## Work required
Please return the listing exactly as it stands, skipping any pictures.

## Supplied records
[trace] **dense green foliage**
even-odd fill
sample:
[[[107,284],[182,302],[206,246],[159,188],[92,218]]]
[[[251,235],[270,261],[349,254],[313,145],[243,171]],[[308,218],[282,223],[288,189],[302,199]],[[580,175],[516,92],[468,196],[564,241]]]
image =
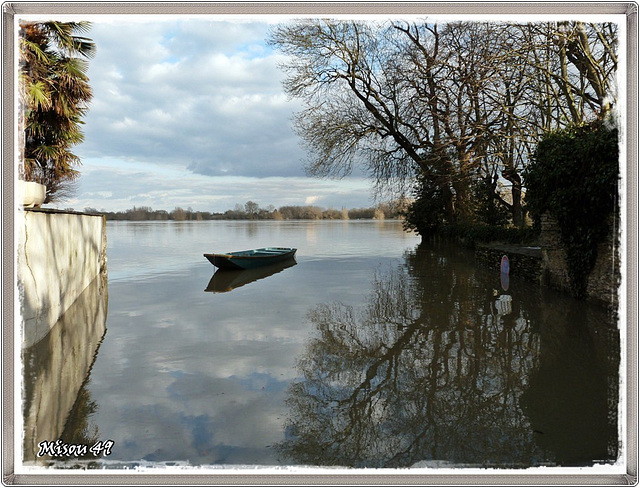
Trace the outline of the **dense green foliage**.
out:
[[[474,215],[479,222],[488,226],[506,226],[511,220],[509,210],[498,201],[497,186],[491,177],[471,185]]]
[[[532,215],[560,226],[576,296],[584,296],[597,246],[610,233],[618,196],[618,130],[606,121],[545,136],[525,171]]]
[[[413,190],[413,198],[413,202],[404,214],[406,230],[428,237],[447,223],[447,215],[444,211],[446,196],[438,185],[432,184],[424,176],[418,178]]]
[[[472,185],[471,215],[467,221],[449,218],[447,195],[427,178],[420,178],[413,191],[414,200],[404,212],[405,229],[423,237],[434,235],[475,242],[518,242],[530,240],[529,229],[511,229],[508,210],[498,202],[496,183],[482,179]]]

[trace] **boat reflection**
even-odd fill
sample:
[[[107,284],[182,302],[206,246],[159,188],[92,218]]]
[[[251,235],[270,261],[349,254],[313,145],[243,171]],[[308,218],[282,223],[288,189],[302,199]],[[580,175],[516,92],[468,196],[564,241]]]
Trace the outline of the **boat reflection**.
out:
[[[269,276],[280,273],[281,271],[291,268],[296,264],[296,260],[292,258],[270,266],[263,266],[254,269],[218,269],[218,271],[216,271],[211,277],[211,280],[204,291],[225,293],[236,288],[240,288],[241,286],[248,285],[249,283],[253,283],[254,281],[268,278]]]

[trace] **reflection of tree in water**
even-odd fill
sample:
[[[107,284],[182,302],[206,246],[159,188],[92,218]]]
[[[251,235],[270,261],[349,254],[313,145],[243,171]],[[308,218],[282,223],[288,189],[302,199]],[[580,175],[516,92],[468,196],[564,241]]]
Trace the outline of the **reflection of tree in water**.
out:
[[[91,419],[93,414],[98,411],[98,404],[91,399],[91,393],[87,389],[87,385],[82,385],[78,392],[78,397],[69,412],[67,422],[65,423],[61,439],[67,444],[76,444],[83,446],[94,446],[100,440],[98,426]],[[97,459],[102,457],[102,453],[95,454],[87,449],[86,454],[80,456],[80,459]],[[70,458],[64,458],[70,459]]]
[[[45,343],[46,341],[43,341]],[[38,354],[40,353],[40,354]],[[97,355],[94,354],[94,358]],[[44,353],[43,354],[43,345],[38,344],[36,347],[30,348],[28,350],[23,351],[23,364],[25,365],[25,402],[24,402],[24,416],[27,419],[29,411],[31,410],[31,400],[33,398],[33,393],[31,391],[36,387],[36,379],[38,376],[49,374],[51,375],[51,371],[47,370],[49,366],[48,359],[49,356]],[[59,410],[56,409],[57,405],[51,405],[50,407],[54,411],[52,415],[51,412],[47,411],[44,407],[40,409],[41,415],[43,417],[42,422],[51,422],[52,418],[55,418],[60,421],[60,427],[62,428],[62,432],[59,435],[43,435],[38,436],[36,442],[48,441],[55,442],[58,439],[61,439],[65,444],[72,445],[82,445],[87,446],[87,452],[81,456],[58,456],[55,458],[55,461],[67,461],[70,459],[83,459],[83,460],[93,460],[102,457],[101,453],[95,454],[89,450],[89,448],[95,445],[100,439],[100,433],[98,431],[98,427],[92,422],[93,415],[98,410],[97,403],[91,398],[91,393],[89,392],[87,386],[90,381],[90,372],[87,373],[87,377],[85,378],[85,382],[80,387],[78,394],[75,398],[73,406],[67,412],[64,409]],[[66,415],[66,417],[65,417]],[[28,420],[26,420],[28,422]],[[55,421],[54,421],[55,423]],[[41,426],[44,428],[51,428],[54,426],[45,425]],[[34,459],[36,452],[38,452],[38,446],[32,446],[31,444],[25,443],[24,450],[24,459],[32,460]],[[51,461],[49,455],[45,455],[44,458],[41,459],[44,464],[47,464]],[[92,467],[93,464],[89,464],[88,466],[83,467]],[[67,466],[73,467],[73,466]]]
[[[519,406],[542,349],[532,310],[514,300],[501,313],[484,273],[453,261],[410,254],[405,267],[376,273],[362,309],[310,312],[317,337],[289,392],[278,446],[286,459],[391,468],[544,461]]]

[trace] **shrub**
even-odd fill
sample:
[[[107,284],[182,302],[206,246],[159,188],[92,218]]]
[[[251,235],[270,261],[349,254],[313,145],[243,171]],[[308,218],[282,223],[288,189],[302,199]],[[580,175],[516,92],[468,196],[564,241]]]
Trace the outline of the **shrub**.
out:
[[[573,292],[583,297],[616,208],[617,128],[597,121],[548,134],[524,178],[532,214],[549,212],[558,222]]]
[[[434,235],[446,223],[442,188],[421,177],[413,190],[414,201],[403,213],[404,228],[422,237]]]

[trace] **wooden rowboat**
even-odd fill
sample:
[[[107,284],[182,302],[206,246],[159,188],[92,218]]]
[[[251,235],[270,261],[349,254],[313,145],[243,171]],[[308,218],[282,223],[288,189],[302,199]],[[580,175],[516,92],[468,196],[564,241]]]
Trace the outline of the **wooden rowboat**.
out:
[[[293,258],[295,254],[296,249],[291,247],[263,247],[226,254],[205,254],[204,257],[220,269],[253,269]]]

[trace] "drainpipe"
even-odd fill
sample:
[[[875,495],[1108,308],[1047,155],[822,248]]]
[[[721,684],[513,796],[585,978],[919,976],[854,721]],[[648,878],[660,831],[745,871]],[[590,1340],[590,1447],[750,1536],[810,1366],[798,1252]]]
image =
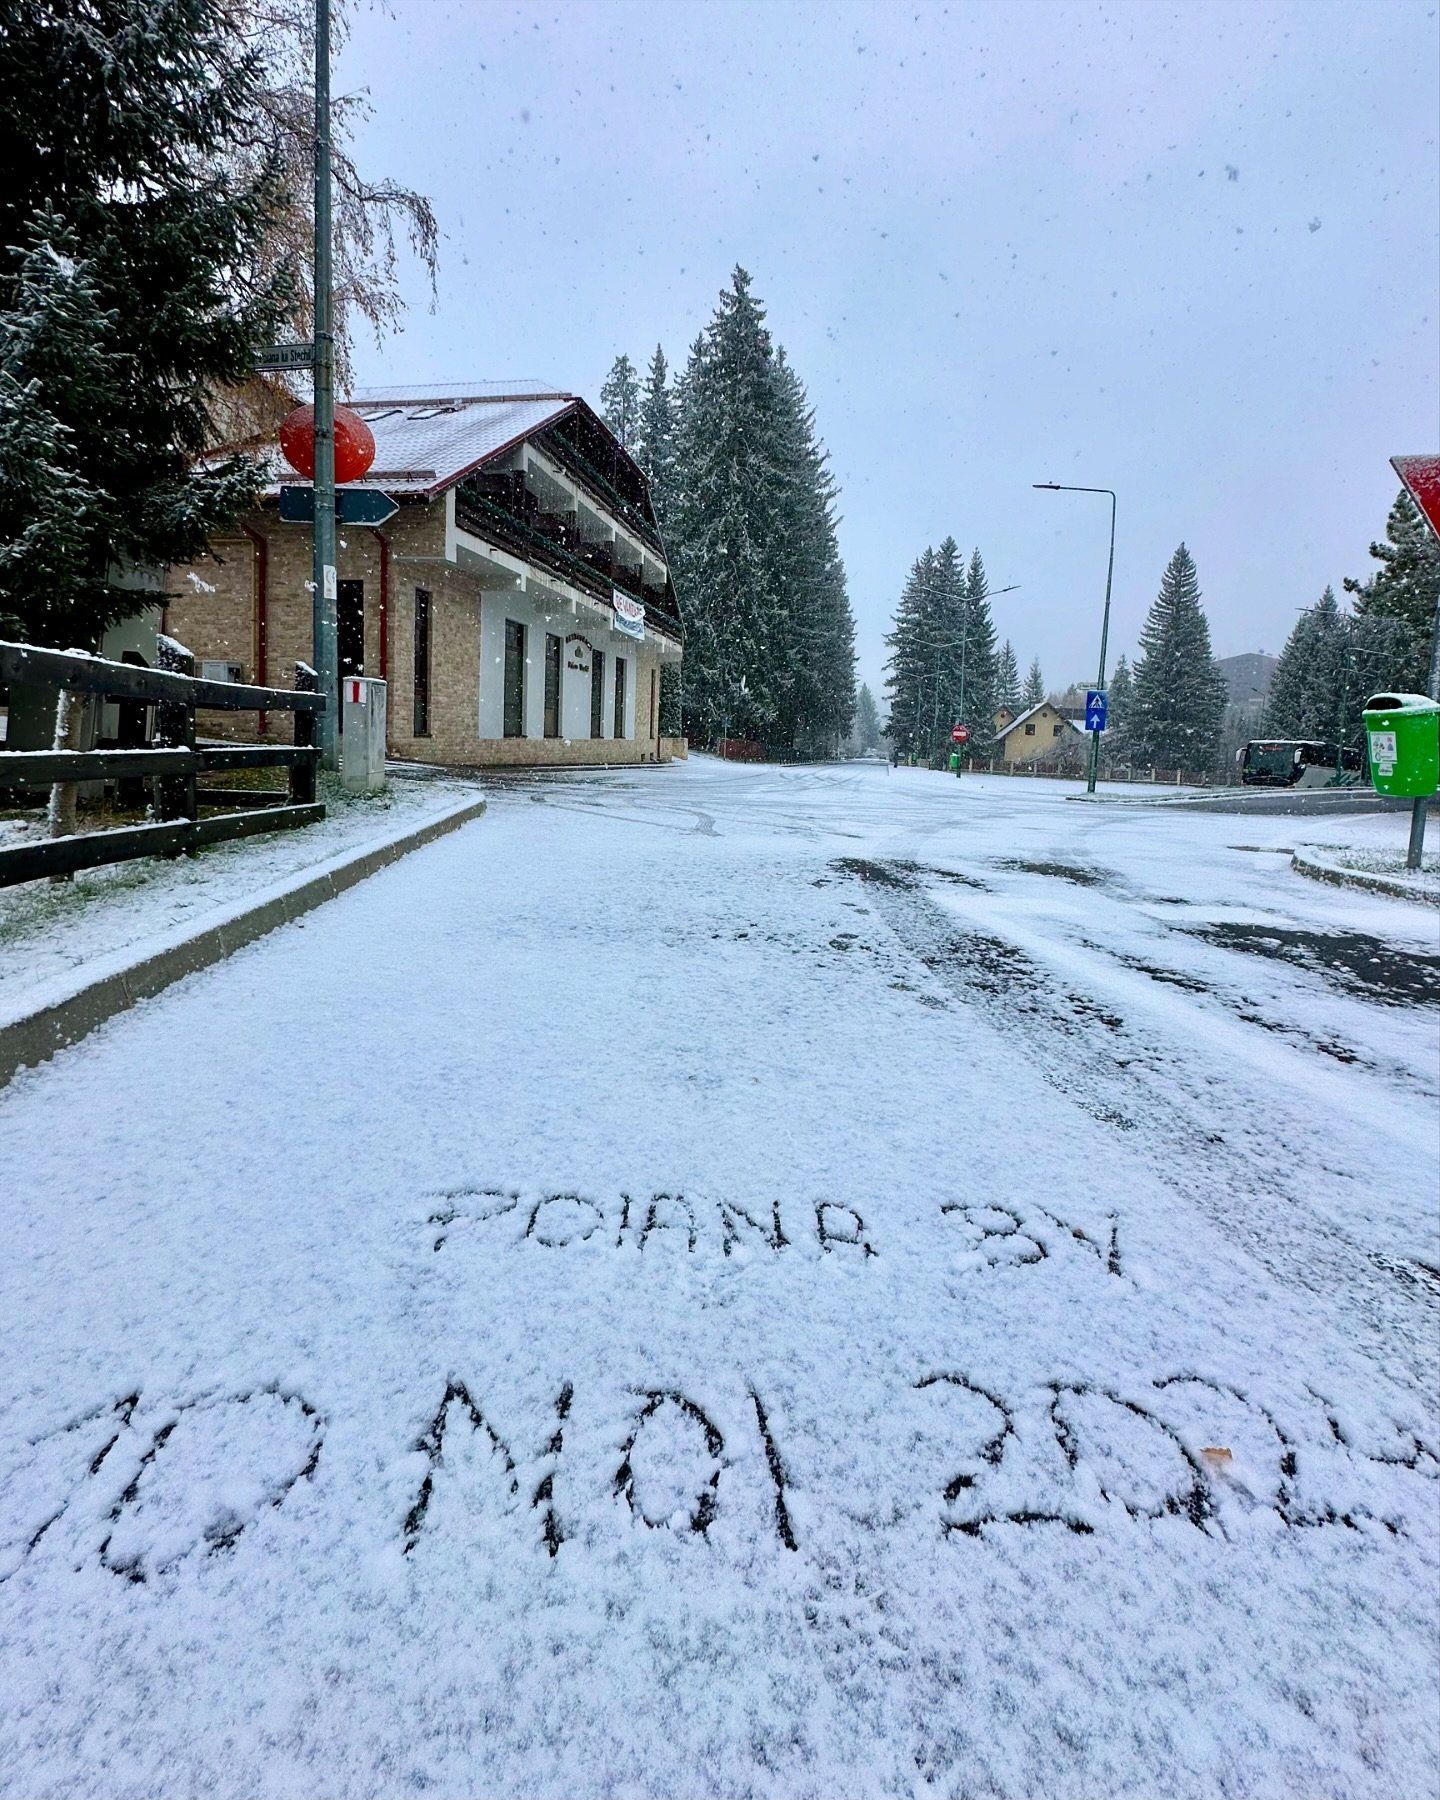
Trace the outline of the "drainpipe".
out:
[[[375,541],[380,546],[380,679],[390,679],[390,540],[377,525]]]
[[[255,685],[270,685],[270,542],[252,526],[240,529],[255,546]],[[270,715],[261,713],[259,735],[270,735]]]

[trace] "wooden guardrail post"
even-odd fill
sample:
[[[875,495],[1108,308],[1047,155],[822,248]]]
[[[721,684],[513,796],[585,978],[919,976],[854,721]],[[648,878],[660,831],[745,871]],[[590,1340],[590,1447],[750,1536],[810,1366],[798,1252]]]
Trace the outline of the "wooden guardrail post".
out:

## Response box
[trace] **dense green foliage**
even-odd fill
sample:
[[[107,284],[182,302],[206,246],[159,188],[92,218]]]
[[[251,235],[270,261],[349,254],[313,145],[243,171]],[[308,218],[282,223],[288,189],[302,199]],[[580,175],[516,92],[468,196],[564,241]]]
image =
Trace the outline of the **dense green foliage**.
out:
[[[474,215],[479,222],[488,226],[506,226],[511,220],[509,210],[498,201],[497,186],[491,177],[471,185]]]
[[[532,215],[560,226],[576,296],[584,296],[597,246],[610,233],[618,196],[618,130],[606,121],[545,136],[525,171]]]
[[[413,190],[413,198],[413,202],[404,214],[406,230],[428,237],[447,223],[447,215],[444,211],[446,196],[438,185],[432,184],[424,176],[418,178]]]
[[[472,185],[471,215],[467,221],[449,218],[447,195],[427,178],[420,178],[413,191],[414,200],[404,212],[405,229],[423,237],[434,235],[475,242],[518,242],[530,240],[529,229],[511,229],[508,210],[498,202],[496,183],[482,179]]]

[trace] **boat reflection**
even-odd fill
sample:
[[[107,284],[182,302],[206,246],[159,188],[92,218]]]
[[[251,235],[270,261],[349,254],[313,145],[243,171]],[[308,218],[282,223],[288,189],[302,199]],[[580,175],[516,92],[468,196],[564,241]]]
Trace the outline of the **boat reflection**.
out:
[[[269,276],[280,273],[281,271],[291,268],[296,264],[296,260],[292,258],[270,266],[263,266],[254,269],[218,269],[218,271],[216,271],[211,277],[211,280],[204,291],[225,293],[236,288],[240,288],[241,286],[248,285],[249,283],[253,283],[254,281],[268,278]]]

[trace] **reflection of tree in water**
even-odd fill
sample:
[[[107,284],[182,302],[206,246],[159,188],[92,218]]]
[[[251,235],[270,261],[349,254],[313,145],[243,171]],[[308,218],[282,223],[288,189],[302,199]],[[580,175],[516,92],[468,196],[564,241]]]
Trace the outline of the **reflection of tree in water**.
out:
[[[91,419],[93,414],[98,411],[98,404],[91,399],[91,393],[87,389],[87,385],[82,385],[78,392],[78,397],[69,412],[67,422],[65,423],[61,439],[67,444],[76,444],[83,446],[94,446],[100,440],[98,426]],[[97,459],[102,457],[102,453],[95,454],[87,449],[86,454],[80,456],[80,459]],[[70,458],[64,458],[70,459]]]
[[[45,343],[46,341],[43,341]],[[38,354],[40,353],[40,354]],[[97,355],[94,354],[94,358]],[[44,353],[43,354],[43,345],[38,344],[36,347],[30,348],[28,350],[23,351],[23,364],[25,365],[25,402],[24,402],[24,416],[27,419],[29,411],[31,410],[31,400],[33,398],[33,393],[31,391],[36,387],[36,379],[38,376],[49,374],[51,375],[51,371],[47,370],[49,366],[48,359],[49,356]],[[59,410],[56,409],[57,405],[51,405],[50,407],[54,411],[52,415],[51,412],[47,411],[44,407],[40,409],[41,415],[43,417],[42,422],[51,422],[52,418],[55,418],[60,421],[60,427],[62,428],[62,432],[59,435],[43,435],[38,436],[36,442],[48,441],[55,442],[58,439],[61,439],[65,444],[72,445],[82,445],[87,446],[87,452],[81,456],[58,456],[55,458],[55,461],[67,461],[70,459],[83,459],[83,460],[93,460],[102,457],[101,453],[95,454],[89,450],[89,448],[95,445],[100,439],[100,433],[98,431],[98,427],[92,422],[93,415],[98,410],[97,403],[91,398],[91,393],[89,392],[87,386],[90,381],[90,372],[87,373],[87,377],[85,378],[85,382],[80,387],[78,394],[75,398],[73,406],[67,412],[64,409]],[[66,415],[66,417],[65,417]],[[28,420],[26,420],[28,422]],[[55,421],[54,421],[55,423]],[[41,426],[44,428],[51,428],[54,426],[45,425]],[[34,459],[36,452],[38,452],[38,446],[32,446],[31,444],[25,443],[24,450],[24,459],[32,460]],[[51,461],[49,455],[45,455],[44,458],[41,459],[44,464],[47,464]],[[92,467],[93,464],[89,464],[88,466],[83,467]],[[67,466],[73,467],[73,466]]]
[[[519,406],[542,349],[532,310],[514,300],[501,313],[484,273],[453,261],[410,254],[405,267],[376,273],[362,309],[310,312],[317,337],[289,392],[278,446],[286,459],[391,468],[544,461]]]

[trace] **shrub**
even-odd fill
sample:
[[[107,284],[182,302],[206,246],[159,188],[92,218]]]
[[[251,235],[270,261],[349,254],[313,145],[243,171]],[[308,218],[282,223],[288,189],[302,199]],[[580,175],[516,92],[468,196],[564,241]]]
Trace the outline of the **shrub**.
out:
[[[573,292],[583,297],[616,208],[617,128],[597,121],[548,134],[524,178],[532,214],[549,212],[558,222]]]
[[[434,235],[446,223],[442,188],[421,177],[413,190],[414,201],[403,213],[404,228],[422,237]]]

[trace] **wooden rowboat**
even-odd fill
sample:
[[[107,284],[182,302],[206,246],[159,188],[92,218]]]
[[[251,235],[270,261],[349,254],[313,145],[243,171]],[[308,218],[282,223],[288,189],[302,199]],[[580,175],[516,92],[468,196],[564,241]]]
Trace the outline of the **wooden rowboat**.
out:
[[[293,258],[295,254],[296,249],[291,247],[263,247],[226,254],[205,254],[204,257],[220,269],[253,269]]]

[trace] "drainpipe"
even-odd fill
sample:
[[[875,495],[1108,308],[1047,155],[822,248]]]
[[[721,684],[513,796],[585,978],[919,976],[854,721]],[[648,878],[660,831],[745,871]],[[590,1340],[590,1447],[750,1536],[810,1366],[798,1252]]]
image =
Trace the outline of the "drainpipe".
out:
[[[375,541],[380,546],[380,679],[390,679],[390,540],[377,525]]]
[[[255,685],[270,685],[270,542],[252,526],[240,529],[255,546]],[[270,715],[261,713],[259,735],[270,735]]]

[trace] "wooden guardrail post"
even-odd fill
sample:
[[[875,495],[1108,308],[1047,155],[822,248]]]
[[[721,684],[513,796],[585,978],[919,976],[854,721]],[[648,878],[660,831],[745,871]],[[590,1340],[590,1447],[750,1536],[810,1366],[798,1252]]]
Trace the outline of the "wooden guardrail post".
out:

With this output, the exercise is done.